■ AIM
Return the exact lines spanning from the line with "Could you point out the sky gradient" through the last line of the entries, boundaries included, and no others.

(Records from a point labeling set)
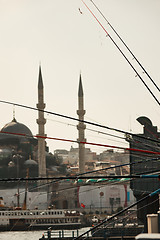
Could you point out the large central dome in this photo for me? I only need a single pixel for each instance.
(15, 127)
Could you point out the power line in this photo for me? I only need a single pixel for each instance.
(90, 143)
(108, 35)
(125, 45)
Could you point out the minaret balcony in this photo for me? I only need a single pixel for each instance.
(81, 112)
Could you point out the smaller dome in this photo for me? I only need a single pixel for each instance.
(30, 162)
(15, 127)
(5, 152)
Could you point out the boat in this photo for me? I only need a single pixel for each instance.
(22, 220)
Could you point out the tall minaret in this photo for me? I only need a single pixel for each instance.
(81, 128)
(41, 122)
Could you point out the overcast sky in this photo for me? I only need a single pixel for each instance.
(67, 41)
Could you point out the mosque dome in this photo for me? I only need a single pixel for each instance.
(30, 162)
(15, 127)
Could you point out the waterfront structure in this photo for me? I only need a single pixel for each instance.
(81, 128)
(41, 121)
(148, 141)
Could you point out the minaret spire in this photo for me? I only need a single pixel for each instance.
(41, 131)
(81, 128)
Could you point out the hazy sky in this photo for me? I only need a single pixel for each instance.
(66, 42)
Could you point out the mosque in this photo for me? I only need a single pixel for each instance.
(21, 151)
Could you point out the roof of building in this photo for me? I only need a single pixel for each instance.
(15, 127)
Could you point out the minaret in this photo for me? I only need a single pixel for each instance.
(41, 122)
(81, 128)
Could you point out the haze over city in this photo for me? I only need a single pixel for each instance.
(64, 38)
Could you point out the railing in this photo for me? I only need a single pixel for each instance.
(61, 234)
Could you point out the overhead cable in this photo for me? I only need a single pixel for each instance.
(108, 35)
(125, 45)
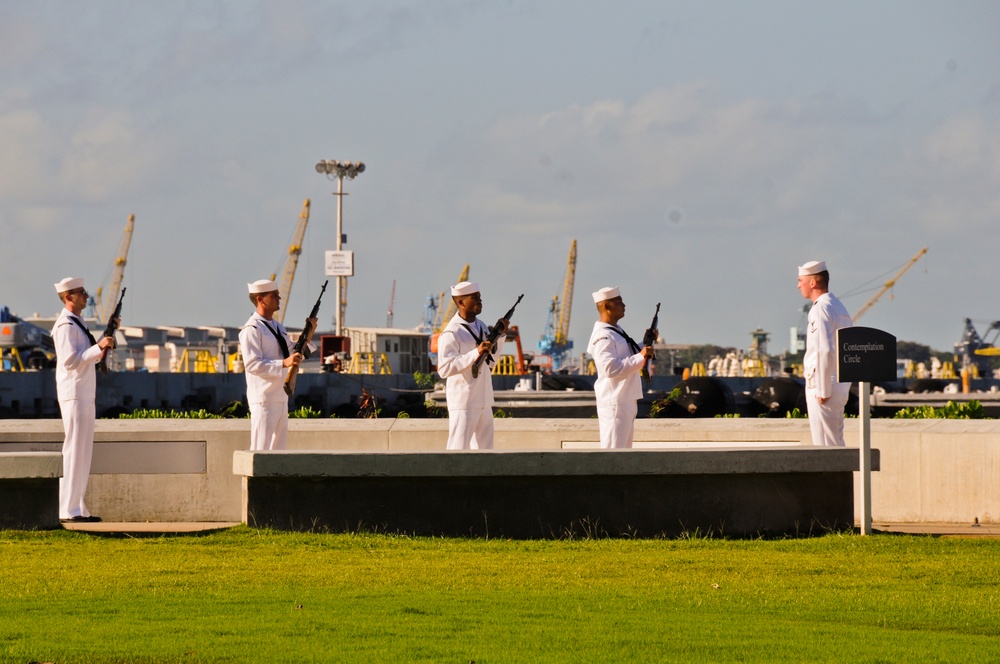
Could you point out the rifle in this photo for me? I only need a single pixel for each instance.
(492, 335)
(648, 339)
(304, 338)
(109, 331)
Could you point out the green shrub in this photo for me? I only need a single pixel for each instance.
(972, 410)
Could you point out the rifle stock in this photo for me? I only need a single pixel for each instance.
(307, 331)
(109, 331)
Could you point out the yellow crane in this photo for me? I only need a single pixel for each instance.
(562, 331)
(556, 342)
(449, 313)
(102, 309)
(292, 262)
(888, 285)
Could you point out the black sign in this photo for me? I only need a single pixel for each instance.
(866, 355)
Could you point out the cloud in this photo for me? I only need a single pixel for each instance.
(102, 156)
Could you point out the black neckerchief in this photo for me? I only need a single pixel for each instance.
(281, 339)
(93, 341)
(632, 345)
(479, 340)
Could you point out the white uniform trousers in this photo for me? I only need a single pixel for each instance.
(470, 429)
(826, 421)
(78, 450)
(269, 425)
(617, 424)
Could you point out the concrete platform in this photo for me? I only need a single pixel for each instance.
(29, 490)
(740, 492)
(150, 528)
(189, 528)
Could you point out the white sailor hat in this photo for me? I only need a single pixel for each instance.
(606, 293)
(811, 268)
(464, 288)
(68, 284)
(262, 286)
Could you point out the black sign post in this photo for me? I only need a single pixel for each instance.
(865, 354)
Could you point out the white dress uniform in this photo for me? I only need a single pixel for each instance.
(618, 387)
(76, 386)
(826, 420)
(263, 358)
(470, 399)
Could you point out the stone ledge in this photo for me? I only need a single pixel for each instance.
(503, 463)
(24, 465)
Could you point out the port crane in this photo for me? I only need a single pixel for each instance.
(292, 262)
(102, 308)
(887, 286)
(556, 342)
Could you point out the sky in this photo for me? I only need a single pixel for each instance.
(696, 151)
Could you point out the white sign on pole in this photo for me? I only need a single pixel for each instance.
(340, 263)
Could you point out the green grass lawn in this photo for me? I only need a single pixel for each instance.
(260, 596)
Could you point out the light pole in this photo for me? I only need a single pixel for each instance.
(335, 170)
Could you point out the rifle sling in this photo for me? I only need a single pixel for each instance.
(281, 339)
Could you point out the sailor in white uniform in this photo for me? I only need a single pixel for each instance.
(265, 346)
(77, 354)
(469, 389)
(618, 360)
(825, 397)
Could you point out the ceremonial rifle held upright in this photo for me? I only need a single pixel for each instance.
(493, 335)
(109, 331)
(648, 339)
(304, 338)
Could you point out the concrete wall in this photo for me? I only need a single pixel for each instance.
(932, 471)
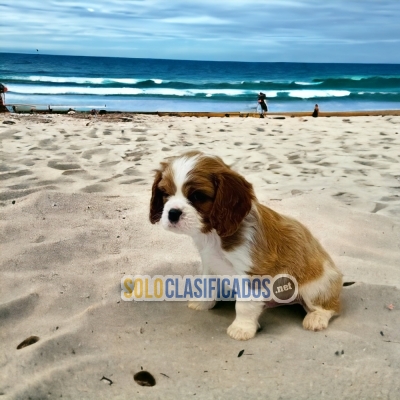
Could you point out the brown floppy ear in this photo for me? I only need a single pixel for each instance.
(231, 204)
(156, 202)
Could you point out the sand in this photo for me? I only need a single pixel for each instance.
(74, 196)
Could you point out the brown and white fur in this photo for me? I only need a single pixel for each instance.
(200, 196)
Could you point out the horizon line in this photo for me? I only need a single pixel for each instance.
(212, 61)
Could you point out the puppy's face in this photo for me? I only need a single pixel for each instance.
(195, 193)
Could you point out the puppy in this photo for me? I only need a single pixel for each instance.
(200, 196)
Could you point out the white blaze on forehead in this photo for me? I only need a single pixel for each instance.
(181, 168)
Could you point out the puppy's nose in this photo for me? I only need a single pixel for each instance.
(174, 214)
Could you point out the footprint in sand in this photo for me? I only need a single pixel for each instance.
(94, 188)
(378, 207)
(9, 175)
(57, 164)
(89, 153)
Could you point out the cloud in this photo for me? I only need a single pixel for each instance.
(277, 30)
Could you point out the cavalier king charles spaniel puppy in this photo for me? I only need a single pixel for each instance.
(200, 196)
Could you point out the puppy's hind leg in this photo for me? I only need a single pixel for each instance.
(245, 325)
(321, 299)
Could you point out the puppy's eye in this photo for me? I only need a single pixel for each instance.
(198, 196)
(164, 194)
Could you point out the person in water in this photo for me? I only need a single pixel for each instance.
(262, 104)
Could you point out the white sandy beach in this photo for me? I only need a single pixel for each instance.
(74, 195)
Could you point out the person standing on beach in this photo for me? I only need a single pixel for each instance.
(316, 111)
(262, 104)
(3, 89)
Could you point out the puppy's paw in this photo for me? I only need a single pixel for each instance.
(242, 330)
(316, 321)
(201, 305)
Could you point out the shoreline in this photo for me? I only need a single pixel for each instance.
(74, 211)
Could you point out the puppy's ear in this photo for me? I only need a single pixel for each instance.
(156, 202)
(232, 202)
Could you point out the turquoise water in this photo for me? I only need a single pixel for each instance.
(128, 84)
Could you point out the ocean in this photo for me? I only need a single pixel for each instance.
(137, 84)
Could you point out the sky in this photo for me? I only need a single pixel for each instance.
(352, 31)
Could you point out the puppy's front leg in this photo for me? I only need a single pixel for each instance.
(206, 263)
(245, 325)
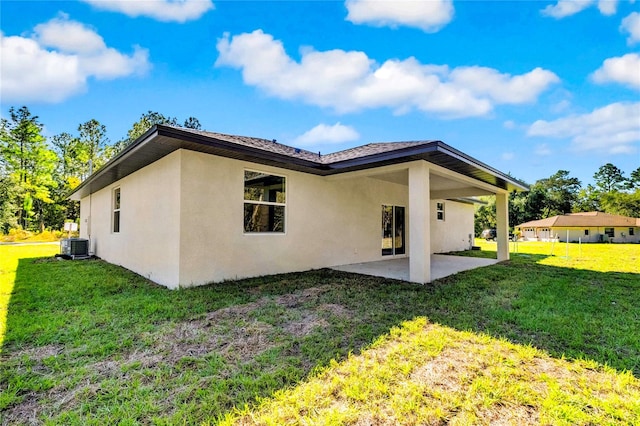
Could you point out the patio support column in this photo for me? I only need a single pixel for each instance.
(502, 223)
(419, 223)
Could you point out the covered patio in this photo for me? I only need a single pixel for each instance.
(441, 266)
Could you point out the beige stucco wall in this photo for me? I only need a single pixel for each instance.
(328, 222)
(452, 233)
(148, 241)
(182, 222)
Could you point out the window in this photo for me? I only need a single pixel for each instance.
(440, 211)
(116, 210)
(264, 202)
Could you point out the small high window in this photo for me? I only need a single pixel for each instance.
(440, 211)
(116, 210)
(264, 202)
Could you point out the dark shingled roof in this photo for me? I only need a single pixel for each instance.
(161, 140)
(303, 154)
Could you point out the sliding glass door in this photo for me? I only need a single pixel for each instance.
(393, 240)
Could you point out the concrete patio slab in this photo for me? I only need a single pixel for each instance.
(441, 266)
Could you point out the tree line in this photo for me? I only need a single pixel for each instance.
(37, 174)
(561, 193)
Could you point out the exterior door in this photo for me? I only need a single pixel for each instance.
(393, 228)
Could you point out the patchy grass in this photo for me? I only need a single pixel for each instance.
(23, 236)
(90, 343)
(423, 373)
(593, 257)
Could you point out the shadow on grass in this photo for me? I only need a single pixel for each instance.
(115, 346)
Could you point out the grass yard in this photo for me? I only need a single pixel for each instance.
(539, 339)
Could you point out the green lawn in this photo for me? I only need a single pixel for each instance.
(543, 338)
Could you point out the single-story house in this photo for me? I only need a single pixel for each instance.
(185, 207)
(587, 227)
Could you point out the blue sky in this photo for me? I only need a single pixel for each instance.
(526, 87)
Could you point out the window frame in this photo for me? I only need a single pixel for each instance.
(116, 207)
(440, 215)
(246, 202)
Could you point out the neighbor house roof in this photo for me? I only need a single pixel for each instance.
(585, 219)
(162, 140)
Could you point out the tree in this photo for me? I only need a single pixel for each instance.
(561, 193)
(634, 179)
(90, 146)
(28, 164)
(70, 168)
(192, 123)
(609, 178)
(147, 121)
(8, 206)
(588, 200)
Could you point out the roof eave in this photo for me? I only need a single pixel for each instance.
(172, 139)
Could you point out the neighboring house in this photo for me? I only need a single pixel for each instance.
(588, 227)
(185, 207)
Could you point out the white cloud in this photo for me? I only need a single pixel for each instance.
(428, 15)
(631, 24)
(564, 8)
(614, 128)
(161, 10)
(623, 69)
(351, 81)
(508, 156)
(543, 150)
(327, 134)
(54, 64)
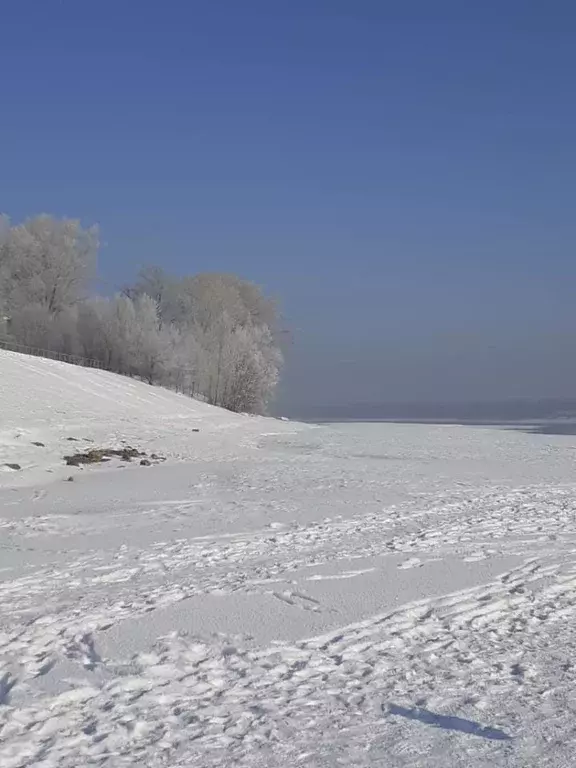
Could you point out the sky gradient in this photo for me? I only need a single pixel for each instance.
(401, 175)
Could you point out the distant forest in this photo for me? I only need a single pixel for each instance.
(211, 335)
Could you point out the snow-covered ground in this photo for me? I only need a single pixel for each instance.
(275, 594)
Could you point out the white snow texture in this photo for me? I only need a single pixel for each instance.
(276, 594)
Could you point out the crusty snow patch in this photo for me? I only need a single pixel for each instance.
(50, 409)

■ OUTPUT
Could you point out the sky gradient in this photo for me? I only need a single pixel for each instance.
(401, 175)
Could you point out the distant forest in this photo for me? I only need a single pixel for each instance.
(211, 335)
Could you point out the snow-covered ground in this photo for me? I only need a single pixel for each instance.
(275, 594)
Could you point out the white snow texture in this photo for me? I only need a single pixel for each instance.
(276, 594)
Could you point out the crusty snow patch in this photo for me? I only need a single pixel for each instance.
(50, 409)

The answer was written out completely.